## WRITTEN TASK
Rewrite the material from the line containing "the couple hugging." up to and including the line containing "x=320 y=206" as a JSON list of strings, one string per line, leaving out any blank lines.

## DATA PROVIDED

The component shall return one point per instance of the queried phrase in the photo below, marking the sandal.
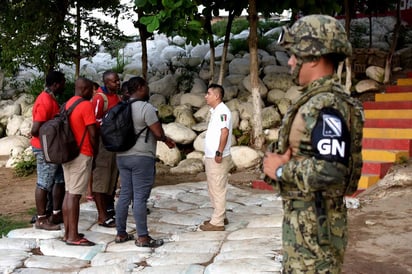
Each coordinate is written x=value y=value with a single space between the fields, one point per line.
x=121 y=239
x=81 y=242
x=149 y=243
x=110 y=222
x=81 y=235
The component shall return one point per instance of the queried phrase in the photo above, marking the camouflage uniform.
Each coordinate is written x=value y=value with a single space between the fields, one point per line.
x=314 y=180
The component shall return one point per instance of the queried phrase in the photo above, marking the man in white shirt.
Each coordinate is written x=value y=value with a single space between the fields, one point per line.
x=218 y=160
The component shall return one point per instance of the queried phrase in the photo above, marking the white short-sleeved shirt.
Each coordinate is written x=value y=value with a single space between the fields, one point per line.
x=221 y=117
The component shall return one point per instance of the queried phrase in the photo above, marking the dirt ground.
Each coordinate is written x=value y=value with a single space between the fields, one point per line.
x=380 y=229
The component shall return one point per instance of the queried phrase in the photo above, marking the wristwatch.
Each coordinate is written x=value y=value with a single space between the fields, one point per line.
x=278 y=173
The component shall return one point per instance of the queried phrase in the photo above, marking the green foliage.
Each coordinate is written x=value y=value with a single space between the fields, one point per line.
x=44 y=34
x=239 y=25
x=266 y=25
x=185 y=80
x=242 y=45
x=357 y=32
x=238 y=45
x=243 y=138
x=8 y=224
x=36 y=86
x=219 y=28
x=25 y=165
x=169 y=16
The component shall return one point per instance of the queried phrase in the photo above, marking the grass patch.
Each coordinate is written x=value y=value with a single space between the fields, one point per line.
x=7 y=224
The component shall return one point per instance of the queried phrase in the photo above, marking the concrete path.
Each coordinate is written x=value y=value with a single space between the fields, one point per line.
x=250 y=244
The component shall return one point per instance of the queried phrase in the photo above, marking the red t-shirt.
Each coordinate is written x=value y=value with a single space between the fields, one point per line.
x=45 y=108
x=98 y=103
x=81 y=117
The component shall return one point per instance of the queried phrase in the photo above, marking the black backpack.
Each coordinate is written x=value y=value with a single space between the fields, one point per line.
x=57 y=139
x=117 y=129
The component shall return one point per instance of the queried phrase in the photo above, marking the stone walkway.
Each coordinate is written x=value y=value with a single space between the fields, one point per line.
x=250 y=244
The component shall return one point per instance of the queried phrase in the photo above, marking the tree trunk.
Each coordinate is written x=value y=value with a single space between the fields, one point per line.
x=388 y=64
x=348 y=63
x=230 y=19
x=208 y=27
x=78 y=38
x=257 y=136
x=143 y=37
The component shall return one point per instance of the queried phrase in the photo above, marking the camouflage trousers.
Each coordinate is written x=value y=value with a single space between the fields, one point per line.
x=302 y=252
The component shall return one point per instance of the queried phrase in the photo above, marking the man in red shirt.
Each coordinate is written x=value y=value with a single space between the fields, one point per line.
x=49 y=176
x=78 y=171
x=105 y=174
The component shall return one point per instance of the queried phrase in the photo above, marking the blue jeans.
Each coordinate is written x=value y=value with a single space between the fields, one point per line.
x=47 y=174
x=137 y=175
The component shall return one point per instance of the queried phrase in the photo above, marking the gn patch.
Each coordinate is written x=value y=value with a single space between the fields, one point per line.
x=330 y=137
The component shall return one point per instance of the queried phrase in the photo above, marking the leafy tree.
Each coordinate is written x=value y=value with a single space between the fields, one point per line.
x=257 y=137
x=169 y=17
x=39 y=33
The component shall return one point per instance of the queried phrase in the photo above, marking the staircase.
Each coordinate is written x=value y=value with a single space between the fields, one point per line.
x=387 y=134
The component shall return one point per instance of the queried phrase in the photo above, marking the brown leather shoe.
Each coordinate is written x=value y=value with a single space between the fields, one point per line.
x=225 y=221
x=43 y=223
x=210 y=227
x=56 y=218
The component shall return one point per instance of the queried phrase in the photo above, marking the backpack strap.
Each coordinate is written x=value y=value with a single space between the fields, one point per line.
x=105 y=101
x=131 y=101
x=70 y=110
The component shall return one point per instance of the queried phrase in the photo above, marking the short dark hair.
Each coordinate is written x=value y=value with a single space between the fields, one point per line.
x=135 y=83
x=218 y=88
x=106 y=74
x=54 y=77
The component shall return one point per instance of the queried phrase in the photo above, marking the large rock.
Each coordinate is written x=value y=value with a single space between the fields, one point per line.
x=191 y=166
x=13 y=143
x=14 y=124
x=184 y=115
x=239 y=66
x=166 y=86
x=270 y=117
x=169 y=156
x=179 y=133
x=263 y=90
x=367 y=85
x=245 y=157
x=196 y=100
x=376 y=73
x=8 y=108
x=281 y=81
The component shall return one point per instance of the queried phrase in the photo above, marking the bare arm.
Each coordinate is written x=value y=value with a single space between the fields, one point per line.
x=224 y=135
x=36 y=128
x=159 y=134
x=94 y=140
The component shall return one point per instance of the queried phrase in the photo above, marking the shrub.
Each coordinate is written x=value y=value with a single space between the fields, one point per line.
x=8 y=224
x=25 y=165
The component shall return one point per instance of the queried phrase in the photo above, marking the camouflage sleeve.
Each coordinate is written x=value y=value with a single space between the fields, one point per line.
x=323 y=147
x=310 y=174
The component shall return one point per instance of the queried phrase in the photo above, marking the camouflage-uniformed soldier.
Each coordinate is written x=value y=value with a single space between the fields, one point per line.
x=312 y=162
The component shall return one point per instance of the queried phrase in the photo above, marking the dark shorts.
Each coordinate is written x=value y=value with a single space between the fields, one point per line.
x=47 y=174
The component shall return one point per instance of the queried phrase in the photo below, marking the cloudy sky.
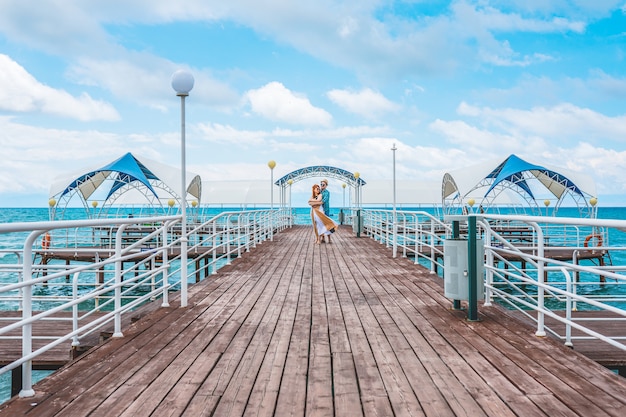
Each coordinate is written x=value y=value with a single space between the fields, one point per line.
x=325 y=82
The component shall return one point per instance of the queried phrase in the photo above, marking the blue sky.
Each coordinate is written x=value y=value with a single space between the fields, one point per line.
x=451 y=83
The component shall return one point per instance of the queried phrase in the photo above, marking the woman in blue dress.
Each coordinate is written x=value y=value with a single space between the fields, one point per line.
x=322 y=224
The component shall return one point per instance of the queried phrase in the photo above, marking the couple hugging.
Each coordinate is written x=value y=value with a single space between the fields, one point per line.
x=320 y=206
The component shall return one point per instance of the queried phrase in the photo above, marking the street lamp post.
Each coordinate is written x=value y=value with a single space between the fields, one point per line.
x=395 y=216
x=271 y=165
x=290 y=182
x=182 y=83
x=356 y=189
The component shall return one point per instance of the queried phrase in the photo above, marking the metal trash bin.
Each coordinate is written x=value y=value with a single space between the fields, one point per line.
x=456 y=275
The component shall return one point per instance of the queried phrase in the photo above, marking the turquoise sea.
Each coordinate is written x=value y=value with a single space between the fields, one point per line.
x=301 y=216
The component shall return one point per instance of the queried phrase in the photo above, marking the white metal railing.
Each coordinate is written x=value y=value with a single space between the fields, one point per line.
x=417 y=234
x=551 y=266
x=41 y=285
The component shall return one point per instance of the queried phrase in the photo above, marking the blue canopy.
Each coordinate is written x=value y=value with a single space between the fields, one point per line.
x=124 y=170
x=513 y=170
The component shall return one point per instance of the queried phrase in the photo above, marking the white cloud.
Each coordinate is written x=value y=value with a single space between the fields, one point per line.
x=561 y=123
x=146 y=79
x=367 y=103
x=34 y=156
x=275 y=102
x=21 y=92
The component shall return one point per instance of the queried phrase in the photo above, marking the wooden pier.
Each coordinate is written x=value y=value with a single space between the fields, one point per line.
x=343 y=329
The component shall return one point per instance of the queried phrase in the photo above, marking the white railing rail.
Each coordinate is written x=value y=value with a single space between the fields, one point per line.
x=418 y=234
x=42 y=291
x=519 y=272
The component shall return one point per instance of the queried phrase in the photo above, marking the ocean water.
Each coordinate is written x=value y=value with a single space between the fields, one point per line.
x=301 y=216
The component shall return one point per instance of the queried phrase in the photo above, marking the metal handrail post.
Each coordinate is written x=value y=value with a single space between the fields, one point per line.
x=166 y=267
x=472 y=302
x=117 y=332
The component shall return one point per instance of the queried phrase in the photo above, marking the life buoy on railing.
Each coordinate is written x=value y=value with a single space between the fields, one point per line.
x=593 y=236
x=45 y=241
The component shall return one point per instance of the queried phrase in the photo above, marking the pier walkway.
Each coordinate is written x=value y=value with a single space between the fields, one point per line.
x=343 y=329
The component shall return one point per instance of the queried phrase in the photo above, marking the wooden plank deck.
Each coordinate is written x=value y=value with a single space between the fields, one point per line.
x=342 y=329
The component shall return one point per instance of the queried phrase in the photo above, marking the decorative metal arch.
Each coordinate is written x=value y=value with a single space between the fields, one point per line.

## TASK ANSWER
[
  "The component shall return one point per instance of the queried phrase in the photo above, marking the couple hugging.",
  "Each coordinate is written x=value y=value with a single space between the fields, one point per line.",
  "x=320 y=206"
]